(Picture annotation lines)
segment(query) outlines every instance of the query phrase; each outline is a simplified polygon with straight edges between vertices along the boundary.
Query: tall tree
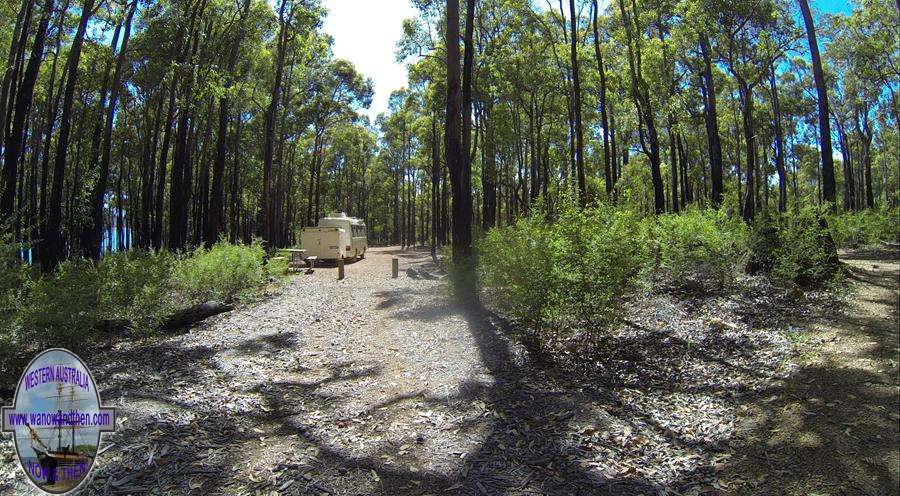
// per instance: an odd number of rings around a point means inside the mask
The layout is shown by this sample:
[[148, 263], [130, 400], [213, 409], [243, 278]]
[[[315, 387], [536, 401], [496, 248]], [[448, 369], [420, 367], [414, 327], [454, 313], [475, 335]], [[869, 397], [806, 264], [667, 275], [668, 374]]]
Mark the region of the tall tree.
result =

▸ **Problem statement**
Quote every line above word for word, leaving the pictures out.

▸ **Solution**
segment(query) outlines every instance of the query phrase; each outline is a simplified polygon with straight edges between vertices along the boundary.
Query: tall tree
// per instance: an odd number of rings around a point means inside the mask
The layout is shown by this sample:
[[148, 263], [130, 400], [213, 409], [243, 278]]
[[[315, 387], [536, 401], [496, 248]], [[448, 369], [420, 367], [414, 327], [454, 313], [475, 335]], [[869, 397], [806, 264], [667, 275], [668, 374]]]
Mark the region of the tall tree.
result =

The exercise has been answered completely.